#### GOAL
Your task is to quote the material that follows, in full and exactly.

#### Point annotation dataset records
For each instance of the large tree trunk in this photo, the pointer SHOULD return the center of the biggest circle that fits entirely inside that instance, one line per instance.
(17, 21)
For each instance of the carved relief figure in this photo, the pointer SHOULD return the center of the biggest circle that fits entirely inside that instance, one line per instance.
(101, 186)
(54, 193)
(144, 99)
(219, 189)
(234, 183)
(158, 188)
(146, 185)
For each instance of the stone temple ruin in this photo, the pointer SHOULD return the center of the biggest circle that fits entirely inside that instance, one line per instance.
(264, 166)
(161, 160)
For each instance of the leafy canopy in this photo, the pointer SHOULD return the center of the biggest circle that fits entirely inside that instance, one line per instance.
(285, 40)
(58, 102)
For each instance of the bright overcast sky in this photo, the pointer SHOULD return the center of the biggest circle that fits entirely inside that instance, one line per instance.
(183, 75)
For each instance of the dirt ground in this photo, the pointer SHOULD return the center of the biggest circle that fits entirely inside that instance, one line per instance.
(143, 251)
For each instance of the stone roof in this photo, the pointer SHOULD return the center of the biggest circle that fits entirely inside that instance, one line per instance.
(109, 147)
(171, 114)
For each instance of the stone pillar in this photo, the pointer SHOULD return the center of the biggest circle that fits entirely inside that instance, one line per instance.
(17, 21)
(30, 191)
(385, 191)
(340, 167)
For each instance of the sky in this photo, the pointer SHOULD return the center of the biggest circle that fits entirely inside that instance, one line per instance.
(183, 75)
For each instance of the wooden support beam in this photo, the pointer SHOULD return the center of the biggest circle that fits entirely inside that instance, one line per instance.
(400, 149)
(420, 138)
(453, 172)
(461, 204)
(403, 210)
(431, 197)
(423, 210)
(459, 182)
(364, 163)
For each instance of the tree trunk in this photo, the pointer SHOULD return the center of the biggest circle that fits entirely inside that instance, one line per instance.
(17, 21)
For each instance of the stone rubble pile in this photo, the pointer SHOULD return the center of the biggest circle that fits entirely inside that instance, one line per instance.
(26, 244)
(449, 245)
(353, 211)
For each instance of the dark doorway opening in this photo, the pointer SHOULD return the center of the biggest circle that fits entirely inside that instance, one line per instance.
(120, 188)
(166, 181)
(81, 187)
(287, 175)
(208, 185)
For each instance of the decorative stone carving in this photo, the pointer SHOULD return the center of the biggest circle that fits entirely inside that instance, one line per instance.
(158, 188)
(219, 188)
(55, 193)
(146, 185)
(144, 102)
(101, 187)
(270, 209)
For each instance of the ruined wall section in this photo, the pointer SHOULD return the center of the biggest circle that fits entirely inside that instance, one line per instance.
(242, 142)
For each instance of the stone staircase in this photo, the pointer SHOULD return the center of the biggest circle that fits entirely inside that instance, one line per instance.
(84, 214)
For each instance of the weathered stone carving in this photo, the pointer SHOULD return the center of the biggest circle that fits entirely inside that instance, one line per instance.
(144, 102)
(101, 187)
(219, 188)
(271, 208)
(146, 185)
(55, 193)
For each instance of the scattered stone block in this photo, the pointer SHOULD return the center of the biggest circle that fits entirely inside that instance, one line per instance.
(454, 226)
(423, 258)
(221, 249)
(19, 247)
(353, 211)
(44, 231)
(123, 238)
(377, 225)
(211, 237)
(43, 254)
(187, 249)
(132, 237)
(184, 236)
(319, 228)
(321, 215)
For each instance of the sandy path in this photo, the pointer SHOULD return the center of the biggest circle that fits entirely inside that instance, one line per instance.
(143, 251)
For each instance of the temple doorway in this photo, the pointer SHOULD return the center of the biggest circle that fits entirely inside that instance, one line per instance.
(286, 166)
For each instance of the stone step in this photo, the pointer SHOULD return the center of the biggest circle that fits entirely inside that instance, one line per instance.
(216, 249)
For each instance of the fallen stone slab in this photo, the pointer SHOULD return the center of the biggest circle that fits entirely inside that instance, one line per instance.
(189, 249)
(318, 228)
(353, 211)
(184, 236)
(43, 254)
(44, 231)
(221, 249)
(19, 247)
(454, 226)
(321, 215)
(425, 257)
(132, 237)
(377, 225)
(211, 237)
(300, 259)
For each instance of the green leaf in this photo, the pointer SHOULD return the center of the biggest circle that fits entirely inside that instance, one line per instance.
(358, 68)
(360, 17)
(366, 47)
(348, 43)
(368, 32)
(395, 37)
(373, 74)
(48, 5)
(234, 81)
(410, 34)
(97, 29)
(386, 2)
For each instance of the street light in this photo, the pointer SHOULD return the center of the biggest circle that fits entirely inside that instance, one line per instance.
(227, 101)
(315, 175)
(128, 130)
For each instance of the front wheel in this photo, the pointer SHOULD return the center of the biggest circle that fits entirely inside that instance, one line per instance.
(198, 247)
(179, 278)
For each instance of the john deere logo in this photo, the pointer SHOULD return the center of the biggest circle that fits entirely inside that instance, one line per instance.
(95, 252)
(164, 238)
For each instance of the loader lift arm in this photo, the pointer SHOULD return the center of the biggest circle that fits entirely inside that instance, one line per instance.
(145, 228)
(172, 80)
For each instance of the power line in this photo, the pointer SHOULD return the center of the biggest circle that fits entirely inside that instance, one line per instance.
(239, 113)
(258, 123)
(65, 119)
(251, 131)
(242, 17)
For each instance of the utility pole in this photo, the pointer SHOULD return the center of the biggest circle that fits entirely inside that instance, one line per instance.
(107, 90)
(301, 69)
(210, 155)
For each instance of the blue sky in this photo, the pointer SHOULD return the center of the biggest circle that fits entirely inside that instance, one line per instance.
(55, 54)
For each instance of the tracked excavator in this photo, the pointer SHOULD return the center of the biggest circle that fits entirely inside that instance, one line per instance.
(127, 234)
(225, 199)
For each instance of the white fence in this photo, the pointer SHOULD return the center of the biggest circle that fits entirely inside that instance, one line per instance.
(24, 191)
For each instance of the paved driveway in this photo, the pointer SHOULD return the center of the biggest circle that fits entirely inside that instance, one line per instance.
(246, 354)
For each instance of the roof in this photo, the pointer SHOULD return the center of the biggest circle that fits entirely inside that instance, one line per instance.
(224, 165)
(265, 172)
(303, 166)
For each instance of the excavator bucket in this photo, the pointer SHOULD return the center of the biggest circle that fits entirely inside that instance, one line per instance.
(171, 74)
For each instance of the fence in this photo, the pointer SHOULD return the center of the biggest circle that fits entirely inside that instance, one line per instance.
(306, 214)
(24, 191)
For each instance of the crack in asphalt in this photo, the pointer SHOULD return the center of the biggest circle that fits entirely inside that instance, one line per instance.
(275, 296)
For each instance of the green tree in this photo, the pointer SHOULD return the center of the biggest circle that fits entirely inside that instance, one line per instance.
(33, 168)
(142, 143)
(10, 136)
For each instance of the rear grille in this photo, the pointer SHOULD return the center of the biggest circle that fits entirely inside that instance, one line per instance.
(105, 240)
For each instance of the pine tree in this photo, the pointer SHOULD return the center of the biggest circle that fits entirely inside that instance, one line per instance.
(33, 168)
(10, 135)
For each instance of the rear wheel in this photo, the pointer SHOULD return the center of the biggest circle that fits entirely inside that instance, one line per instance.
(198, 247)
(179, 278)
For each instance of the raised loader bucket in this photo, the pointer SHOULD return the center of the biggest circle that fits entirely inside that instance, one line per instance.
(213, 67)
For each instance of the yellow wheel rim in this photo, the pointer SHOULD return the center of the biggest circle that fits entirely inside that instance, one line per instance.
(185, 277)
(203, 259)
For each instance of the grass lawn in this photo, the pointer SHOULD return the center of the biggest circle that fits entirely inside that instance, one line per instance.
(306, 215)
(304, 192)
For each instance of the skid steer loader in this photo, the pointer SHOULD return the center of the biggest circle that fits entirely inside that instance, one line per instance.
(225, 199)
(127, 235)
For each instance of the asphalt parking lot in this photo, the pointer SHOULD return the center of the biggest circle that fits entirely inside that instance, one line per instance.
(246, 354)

#### RESULT BELOW
For each instance of the large tree trunk in this photo, the pointer SHOULD return the center of the biggest circle that fits entirely inside that instance, one line per instance.
(17, 21)
For each instance of the carved relief figure in this photo, the pointer SHOULD return the center of the biggest circle that fits entirely inside that instance, one line per instance.
(101, 186)
(54, 193)
(144, 99)
(219, 189)
(234, 183)
(158, 188)
(146, 185)
For each instance of the stone temple ruin in this photo, the pointer SHOULD return the center of the biggest circle that fits entirely inside that instance, one line per instance.
(264, 166)
(161, 160)
For each instance of the leafy canopy in this photo, the pointer SHOULD return the center of the biggest circle that fits entirely inside that instance, one line per instance.
(285, 40)
(58, 102)
For each instance of the bright overcast sky in this photo, the pointer SHOULD return the center of the biggest circle that fits entirely inside that instance, one line per instance.
(183, 75)
For each instance of the dirt ground in this photo, the pointer SHOULD return the center of the biggest circle that fits entirely inside that instance, one line per instance.
(143, 251)
For each instance of the stone roof in this photo, the pointer SHOULD return the center of the biggest circle that fits entirely inside that instance, one line per instance.
(109, 147)
(171, 114)
For each instance of the stone pillar in this photo, the pointer SHOULD return the center of the biggest circle that fits entirely inside that instance, one line per instance.
(17, 21)
(30, 191)
(385, 191)
(340, 167)
For each instance of the sky in this photo, the pointer SHOULD return the center of the biggest circle that fits entirely inside that instance, one line per instance.
(183, 75)
For each instance of the wooden support beam in this photo, the pointer SHOULD return the center of the biggest circle that fits entirely inside that instance, one line per instance.
(400, 149)
(420, 138)
(453, 172)
(461, 204)
(403, 210)
(431, 197)
(423, 210)
(459, 182)
(364, 163)
For each instance of the tree trunk in this photo, the pointer SHOULD return the center of the biggest circle that fits entirely inside that instance, one line per instance.
(17, 21)
For each instance of the stone rubble pile in this photo, the pointer SHOULD return the center of the biggest circle that fits entirely inside that instance, one line per instance.
(26, 244)
(449, 245)
(353, 211)
For each instance of the dark doorway opening in this photo, the pointer SHOULD return the center of the biggest circle that fits entirely inside that instance, one line per instance.
(120, 188)
(166, 181)
(81, 187)
(287, 175)
(208, 185)
For each instance of the decorative stone carving in this photo, the pointer SHOULD return the center of the biggest circle that fits entirely inside that instance, one line per instance.
(158, 188)
(219, 188)
(55, 193)
(146, 185)
(144, 102)
(101, 187)
(270, 209)
For each instance of the ruined wall section in this photo, the pointer SHOULD return the center of the biggest circle that fits entirely inside that instance, one line per instance.
(242, 142)
For each instance of the stone staircase in this photo, the pointer SHOULD return the center of the biggest circle that fits entirely inside that instance, one line per instance.
(84, 214)
For each instance of the weathered stone carving in this photo, the pointer SHOULD return the center of the biggest circle that fits entirely inside that instance, one line per instance.
(144, 102)
(101, 187)
(219, 188)
(271, 208)
(146, 185)
(55, 193)
For each instance of the scattered stone block in this photo, the pointer SHOULD return the center of the biggest circle that fits entirely inside that instance, one line per instance.
(454, 226)
(423, 258)
(221, 249)
(19, 247)
(353, 211)
(44, 231)
(123, 238)
(377, 225)
(211, 237)
(43, 254)
(187, 249)
(132, 237)
(184, 236)
(319, 228)
(321, 215)
For each instance of the sandy path in this photo, the pointer SHOULD return the center of the biggest circle that fits entirely inside that instance, one line per instance.
(143, 251)
For each instance of the temple doorway in this photo, the pointer SHOULD return the center of the biggest circle that fits entirely inside that instance, one line per instance.
(286, 166)
For each instance of the stone step in this photo, the pointer SHOULD return the center of the biggest circle that fits entirely inside that instance, one line per instance.
(216, 249)
For each instance of the fallen stone slab in this photo, the pointer SHOULD return the center of the biggest circle that fits entirely inside that instance, one line per instance.
(189, 249)
(318, 228)
(353, 211)
(184, 236)
(43, 254)
(44, 231)
(221, 249)
(19, 247)
(454, 226)
(321, 215)
(425, 257)
(132, 237)
(377, 225)
(211, 237)
(300, 259)
For each instance of the green leaf in this photo, the pointer SHOULD return the center of the biggest circle that fits entirely inside that instance, one line per instance.
(358, 68)
(360, 17)
(366, 47)
(348, 43)
(368, 32)
(395, 37)
(373, 74)
(48, 5)
(234, 81)
(410, 34)
(97, 29)
(386, 2)
For each instance of the street light in this photo, the pointer SHOULD return the center of the biggest circle that fits entirely inside that instance, one line per instance.
(227, 101)
(315, 175)
(128, 130)
For each instance of the front wheel in this photo, the pointer SHOULD return the center of the biggest circle that fits entirely inside that instance, one line per instance.
(198, 247)
(179, 278)
For each instance of the john deere logo in this photo, the pointer SHOULD return the center of the biggest circle that fits entirely inside that instance, one line per instance.
(95, 252)
(164, 238)
For each instance of the loader lift arm in this photo, the pointer SHOULD return the center of the biggest circle that fits entirely inside that instance, one line per instance.
(145, 228)
(172, 80)
For each instance of the power line in this photo, the pointer SHOULD return the center of the biggest circle that fits entirely inside that instance, one line per instance.
(239, 113)
(258, 123)
(65, 119)
(251, 131)
(242, 17)
For each instance of the utility pole in this photo, the pointer SHOULD return the center of the biggest circle that fits entirely inside that instance, one line per instance.
(107, 90)
(301, 69)
(210, 155)
For each instance of the blue sky in this photo, the pointer SHOULD return the center of the biggest circle that fits entirely inside that instance, one line per instance.
(55, 54)
For each instance of the tracked excavator in this photo, the pointer SHOULD return the center of the biggest circle that fits entirely inside that instance, one line per instance.
(127, 234)
(225, 199)
For each instance of the white fence in this photo, the pointer SHOULD return the center of the biggest circle that fits entirely inside that instance, one line per instance.
(24, 191)
For each instance of the paved driveway in this photo, the pointer SHOULD return the center of the biggest circle that fits entirely inside that instance, one line per instance.
(246, 354)
For each instance of the roof in this photo, the pointer SHOULD return the center of the biggest circle that fits entirely inside that instance, one line per instance.
(224, 165)
(265, 172)
(303, 166)
For each instance of the excavator bucket in this photo, the pointer SHOULD return the center of the biggest circle that fits entirely inside that instance, one line per instance.
(171, 74)
For each instance of the fence in this photo, the pointer SHOULD return the center of the biggest circle that fits entirely inside that instance, one line per instance.
(306, 214)
(24, 191)
For each instance of the crack in asphalt in this photo, the pointer SHOULD return the center of the biggest circle that fits entirely inside that instance, one line per instance.
(275, 296)
For each instance of the green tree in this photo, the pointer SHOULD return the center of the biggest circle that fits entirely inside that instance, one line per instance.
(33, 168)
(142, 143)
(10, 136)
For each instance of the rear grille in this photo, the pointer SHOULD return the center of the biggest circle that fits entirely inside that instance, one line per instance.
(105, 240)
For each instance of the pine tree in this photo, the pointer SHOULD return the center of the biggest circle that fits entirely inside that instance, one line per instance.
(33, 168)
(10, 135)
For each instance of the rear wheel in this photo, the pointer SHOULD return the center of the biggest circle that fits entirely inside that instance, one line per instance.
(198, 247)
(179, 278)
For each instance of the raised loader bucket in this photo, the pointer SHOULD return the center of the biggest circle that fits entirely inside that instance, one line per instance.
(213, 67)
For each instance of the yellow wheel rim in this photo, the pointer SHOULD return the center of the biggest circle that fits entirely inside that instance, one line per instance.
(185, 277)
(203, 259)
For each instance of the grass lawn in this photo, the pointer SHOULD return the center of the biggest circle that fits entirely inside that instance, one line per instance.
(306, 215)
(304, 192)
For each instance of the skid steer loader in this photo, the pointer SHOULD return the center of the biggest circle that fits entirely inside that instance, one line per instance.
(225, 199)
(127, 235)
For each instance of the asphalt parking lot in this photo, the pointer SHOULD return the center of the biggest circle that fits entirely inside that instance, one line per instance.
(246, 354)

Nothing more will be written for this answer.